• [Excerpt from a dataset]
......
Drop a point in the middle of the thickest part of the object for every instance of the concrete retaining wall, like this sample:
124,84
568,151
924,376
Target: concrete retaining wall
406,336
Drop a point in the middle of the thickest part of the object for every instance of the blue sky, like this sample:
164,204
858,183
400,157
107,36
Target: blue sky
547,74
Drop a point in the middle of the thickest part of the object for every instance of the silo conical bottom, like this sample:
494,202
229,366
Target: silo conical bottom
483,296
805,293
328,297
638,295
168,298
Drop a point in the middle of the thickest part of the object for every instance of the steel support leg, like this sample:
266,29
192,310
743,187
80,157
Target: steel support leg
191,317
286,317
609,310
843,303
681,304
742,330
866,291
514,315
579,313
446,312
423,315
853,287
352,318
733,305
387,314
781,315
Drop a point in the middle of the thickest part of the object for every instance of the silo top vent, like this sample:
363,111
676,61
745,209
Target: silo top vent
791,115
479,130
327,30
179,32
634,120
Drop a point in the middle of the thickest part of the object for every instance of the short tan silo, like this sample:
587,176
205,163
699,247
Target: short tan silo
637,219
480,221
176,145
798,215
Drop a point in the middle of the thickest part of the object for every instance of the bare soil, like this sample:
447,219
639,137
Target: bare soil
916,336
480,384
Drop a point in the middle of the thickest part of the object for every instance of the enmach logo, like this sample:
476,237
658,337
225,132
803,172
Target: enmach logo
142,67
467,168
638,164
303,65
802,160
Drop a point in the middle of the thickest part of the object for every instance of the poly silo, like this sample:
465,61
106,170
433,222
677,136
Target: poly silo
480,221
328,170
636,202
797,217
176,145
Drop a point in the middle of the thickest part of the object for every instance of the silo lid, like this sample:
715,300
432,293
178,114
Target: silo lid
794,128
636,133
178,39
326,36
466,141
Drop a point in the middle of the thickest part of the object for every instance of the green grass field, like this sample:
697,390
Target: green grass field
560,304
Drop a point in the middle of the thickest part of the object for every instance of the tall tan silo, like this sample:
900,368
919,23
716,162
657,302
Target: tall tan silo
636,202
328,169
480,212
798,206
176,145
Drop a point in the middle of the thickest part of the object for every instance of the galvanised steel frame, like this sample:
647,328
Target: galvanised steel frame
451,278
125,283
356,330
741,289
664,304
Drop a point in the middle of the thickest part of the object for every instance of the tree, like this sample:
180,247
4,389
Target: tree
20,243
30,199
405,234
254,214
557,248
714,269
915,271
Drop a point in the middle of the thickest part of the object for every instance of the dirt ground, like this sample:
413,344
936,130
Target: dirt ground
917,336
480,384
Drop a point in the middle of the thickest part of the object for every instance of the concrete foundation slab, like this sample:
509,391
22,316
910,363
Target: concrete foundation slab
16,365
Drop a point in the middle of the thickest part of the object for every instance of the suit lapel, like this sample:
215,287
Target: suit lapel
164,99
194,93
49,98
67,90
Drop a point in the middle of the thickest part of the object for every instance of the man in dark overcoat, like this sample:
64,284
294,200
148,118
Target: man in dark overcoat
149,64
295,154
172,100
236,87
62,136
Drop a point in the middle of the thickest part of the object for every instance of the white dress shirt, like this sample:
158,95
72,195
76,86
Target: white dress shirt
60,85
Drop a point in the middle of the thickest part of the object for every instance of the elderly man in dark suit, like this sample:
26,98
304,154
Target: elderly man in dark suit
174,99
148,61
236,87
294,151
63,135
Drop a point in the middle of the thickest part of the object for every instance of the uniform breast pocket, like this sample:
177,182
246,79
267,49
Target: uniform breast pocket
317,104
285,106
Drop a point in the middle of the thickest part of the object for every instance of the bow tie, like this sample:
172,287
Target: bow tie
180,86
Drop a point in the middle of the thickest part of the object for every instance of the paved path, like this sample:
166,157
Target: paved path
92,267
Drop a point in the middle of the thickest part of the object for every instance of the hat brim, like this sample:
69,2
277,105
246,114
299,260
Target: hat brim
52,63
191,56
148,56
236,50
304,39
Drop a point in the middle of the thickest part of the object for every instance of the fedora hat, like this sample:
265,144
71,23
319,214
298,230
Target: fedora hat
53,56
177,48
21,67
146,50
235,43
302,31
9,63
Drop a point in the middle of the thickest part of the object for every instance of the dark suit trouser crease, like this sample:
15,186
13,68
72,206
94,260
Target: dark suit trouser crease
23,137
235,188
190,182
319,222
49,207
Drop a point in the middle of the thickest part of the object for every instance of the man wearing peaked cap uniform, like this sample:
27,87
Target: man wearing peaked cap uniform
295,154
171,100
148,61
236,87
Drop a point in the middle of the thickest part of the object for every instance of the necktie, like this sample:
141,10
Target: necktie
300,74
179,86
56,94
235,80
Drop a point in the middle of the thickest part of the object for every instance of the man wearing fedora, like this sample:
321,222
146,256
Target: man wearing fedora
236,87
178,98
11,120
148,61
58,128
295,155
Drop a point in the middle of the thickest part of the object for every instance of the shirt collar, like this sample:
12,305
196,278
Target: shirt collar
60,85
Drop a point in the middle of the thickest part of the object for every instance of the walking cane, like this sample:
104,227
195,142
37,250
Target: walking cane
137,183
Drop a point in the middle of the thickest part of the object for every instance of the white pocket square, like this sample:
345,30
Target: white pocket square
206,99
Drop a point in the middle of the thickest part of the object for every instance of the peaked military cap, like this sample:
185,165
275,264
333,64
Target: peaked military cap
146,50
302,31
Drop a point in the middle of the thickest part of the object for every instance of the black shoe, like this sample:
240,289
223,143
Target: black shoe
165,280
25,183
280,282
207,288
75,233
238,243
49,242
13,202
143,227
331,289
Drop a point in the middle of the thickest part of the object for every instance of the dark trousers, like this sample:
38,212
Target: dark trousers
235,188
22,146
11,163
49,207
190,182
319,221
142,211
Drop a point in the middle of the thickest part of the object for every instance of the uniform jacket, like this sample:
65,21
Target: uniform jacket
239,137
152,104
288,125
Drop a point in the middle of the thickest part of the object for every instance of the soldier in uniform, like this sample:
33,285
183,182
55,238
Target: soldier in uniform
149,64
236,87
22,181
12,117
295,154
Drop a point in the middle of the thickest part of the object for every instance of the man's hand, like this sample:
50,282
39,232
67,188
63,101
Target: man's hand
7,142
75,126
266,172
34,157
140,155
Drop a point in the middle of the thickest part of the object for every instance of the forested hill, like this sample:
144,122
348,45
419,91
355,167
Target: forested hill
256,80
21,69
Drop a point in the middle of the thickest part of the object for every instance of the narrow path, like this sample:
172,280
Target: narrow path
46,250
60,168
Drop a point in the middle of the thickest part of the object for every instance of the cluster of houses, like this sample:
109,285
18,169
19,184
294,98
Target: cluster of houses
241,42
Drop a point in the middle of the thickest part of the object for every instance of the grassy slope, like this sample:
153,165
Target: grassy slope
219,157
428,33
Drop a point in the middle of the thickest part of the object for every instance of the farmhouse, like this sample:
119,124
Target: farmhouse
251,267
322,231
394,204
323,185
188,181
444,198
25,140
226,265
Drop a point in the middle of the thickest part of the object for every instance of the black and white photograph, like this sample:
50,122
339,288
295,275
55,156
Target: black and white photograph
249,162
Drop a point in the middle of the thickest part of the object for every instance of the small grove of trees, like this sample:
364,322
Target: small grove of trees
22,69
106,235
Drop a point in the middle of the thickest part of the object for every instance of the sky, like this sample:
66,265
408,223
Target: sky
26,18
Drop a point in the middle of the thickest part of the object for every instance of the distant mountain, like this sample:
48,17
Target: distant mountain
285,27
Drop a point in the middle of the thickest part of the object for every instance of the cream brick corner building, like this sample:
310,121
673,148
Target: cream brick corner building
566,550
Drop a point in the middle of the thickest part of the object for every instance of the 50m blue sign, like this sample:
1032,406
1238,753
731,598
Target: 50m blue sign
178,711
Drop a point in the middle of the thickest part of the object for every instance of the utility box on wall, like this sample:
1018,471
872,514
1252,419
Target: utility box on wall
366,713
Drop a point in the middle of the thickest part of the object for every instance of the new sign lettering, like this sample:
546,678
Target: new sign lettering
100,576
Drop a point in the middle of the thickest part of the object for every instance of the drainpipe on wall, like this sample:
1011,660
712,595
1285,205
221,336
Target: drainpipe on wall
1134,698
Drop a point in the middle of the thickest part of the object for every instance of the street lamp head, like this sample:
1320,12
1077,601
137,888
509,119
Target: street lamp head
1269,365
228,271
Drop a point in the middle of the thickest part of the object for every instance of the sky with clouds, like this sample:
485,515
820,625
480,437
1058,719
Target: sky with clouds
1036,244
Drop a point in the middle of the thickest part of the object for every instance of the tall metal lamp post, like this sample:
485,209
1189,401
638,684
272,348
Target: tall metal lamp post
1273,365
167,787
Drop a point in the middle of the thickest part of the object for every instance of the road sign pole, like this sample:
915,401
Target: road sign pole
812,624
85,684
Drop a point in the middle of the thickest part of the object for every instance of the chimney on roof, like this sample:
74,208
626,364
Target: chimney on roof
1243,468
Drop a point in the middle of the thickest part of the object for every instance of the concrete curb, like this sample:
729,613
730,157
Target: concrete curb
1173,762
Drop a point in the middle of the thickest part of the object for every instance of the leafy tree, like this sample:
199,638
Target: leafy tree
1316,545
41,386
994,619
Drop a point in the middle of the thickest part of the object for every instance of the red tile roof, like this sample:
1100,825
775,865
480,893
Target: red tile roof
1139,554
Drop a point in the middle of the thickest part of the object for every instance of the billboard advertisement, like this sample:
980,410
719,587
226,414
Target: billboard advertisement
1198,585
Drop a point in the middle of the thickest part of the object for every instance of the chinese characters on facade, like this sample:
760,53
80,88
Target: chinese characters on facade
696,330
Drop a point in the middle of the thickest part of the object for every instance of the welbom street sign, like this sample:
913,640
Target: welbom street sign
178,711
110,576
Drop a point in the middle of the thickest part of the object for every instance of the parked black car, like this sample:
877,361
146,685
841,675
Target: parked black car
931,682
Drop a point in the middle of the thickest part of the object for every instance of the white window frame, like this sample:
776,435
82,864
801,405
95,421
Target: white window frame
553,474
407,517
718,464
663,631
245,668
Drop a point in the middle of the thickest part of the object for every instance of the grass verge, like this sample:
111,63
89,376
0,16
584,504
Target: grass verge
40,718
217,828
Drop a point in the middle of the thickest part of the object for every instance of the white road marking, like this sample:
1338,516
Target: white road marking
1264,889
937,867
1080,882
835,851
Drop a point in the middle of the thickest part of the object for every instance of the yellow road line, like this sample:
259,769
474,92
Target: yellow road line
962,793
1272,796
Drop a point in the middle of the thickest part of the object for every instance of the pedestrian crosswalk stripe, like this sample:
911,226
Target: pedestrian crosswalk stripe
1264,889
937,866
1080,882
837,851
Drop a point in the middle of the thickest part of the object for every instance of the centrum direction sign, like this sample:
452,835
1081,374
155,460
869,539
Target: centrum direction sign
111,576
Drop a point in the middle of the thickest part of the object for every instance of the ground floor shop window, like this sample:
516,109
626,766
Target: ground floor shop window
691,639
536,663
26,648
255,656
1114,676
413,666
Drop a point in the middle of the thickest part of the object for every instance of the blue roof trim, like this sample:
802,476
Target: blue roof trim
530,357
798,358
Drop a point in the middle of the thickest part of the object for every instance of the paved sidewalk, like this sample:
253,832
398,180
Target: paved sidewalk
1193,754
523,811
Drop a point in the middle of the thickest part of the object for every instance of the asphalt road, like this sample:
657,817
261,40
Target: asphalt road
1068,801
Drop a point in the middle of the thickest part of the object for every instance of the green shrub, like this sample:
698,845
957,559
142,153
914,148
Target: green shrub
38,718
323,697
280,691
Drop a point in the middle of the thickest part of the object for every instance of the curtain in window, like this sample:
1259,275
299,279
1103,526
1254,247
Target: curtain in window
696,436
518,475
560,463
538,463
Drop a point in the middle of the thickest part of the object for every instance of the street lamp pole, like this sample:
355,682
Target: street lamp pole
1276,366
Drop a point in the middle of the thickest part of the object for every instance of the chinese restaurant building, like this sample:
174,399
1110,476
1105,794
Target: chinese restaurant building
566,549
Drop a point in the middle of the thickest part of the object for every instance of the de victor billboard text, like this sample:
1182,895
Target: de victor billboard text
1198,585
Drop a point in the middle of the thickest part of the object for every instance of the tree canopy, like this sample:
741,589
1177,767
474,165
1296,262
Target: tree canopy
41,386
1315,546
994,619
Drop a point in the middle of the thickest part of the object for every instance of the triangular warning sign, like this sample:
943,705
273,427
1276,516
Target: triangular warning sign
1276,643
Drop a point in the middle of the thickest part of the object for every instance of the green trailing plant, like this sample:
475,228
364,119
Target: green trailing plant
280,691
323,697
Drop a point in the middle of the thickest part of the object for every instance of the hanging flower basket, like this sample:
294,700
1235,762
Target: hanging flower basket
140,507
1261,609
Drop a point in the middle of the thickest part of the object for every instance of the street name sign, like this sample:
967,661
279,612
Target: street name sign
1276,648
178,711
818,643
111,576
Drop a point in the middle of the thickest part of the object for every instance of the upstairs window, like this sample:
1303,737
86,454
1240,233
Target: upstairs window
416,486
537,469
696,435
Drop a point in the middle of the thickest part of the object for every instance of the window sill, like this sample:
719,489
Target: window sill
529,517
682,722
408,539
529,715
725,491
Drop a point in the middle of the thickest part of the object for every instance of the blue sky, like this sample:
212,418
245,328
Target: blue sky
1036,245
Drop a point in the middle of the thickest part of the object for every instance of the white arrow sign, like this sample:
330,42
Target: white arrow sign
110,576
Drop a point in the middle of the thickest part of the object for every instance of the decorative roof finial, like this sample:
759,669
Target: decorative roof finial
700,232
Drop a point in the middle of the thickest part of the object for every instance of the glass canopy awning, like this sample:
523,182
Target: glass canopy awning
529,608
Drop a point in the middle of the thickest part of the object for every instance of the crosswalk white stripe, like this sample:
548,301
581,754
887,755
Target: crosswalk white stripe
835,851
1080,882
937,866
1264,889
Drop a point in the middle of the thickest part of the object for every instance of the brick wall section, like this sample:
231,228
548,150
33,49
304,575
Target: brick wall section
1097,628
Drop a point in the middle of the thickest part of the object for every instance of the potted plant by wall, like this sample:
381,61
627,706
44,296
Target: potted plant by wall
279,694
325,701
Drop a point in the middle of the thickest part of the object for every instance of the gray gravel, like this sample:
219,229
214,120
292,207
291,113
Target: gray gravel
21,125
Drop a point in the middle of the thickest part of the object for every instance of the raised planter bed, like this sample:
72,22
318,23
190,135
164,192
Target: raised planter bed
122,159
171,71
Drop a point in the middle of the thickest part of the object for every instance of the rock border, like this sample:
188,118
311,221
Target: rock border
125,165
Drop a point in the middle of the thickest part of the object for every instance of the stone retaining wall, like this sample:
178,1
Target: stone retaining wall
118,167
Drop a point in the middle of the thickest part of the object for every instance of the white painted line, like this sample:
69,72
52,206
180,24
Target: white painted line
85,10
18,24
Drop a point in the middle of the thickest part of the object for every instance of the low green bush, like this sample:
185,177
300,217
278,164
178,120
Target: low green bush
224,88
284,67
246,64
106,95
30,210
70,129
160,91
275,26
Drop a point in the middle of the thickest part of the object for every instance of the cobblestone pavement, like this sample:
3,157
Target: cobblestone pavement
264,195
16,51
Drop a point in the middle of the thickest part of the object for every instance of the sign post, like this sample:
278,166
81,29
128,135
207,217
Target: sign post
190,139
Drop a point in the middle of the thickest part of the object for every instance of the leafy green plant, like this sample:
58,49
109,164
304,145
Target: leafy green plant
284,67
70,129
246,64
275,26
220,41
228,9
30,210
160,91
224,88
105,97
......
• [Exercise brief] Repeat word for word every line from the one that holds "of the stone" to the end. Both ends count.

• [Exercise response]
Drop a point in the middle of the thickest part of the object for every instance of the stone retaining wall, like this sample:
178,1
Target: stone retaining wall
118,167
Drop a point in the middle of the thickest part of the object for every instance of the white painted line, like this sample:
69,72
52,206
180,24
Target: white painted line
85,10
18,24
Drop a point in the middle of the thickest part of the object for every instance of the low green bush, like this sample:
185,177
300,217
278,164
178,120
Target: low green bush
224,88
284,67
246,64
106,95
30,210
70,129
160,91
275,26
Drop a point in the middle of the thickest part of the object for every instance of the cobblestone pavement, like this sample:
3,157
Target: cobblestone pavement
264,195
16,51
Drop a point in the middle of the thickest part of the object for every instance of the sign post, like this sample:
278,166
81,29
128,135
207,217
Target: sign post
190,139
Drop a point in the middle of the thickest part of the object for every instance of the leafy green plant, like this sample:
58,49
109,164
304,145
Target: leafy green plant
284,67
70,129
246,64
275,26
220,41
228,9
30,210
160,91
224,88
105,97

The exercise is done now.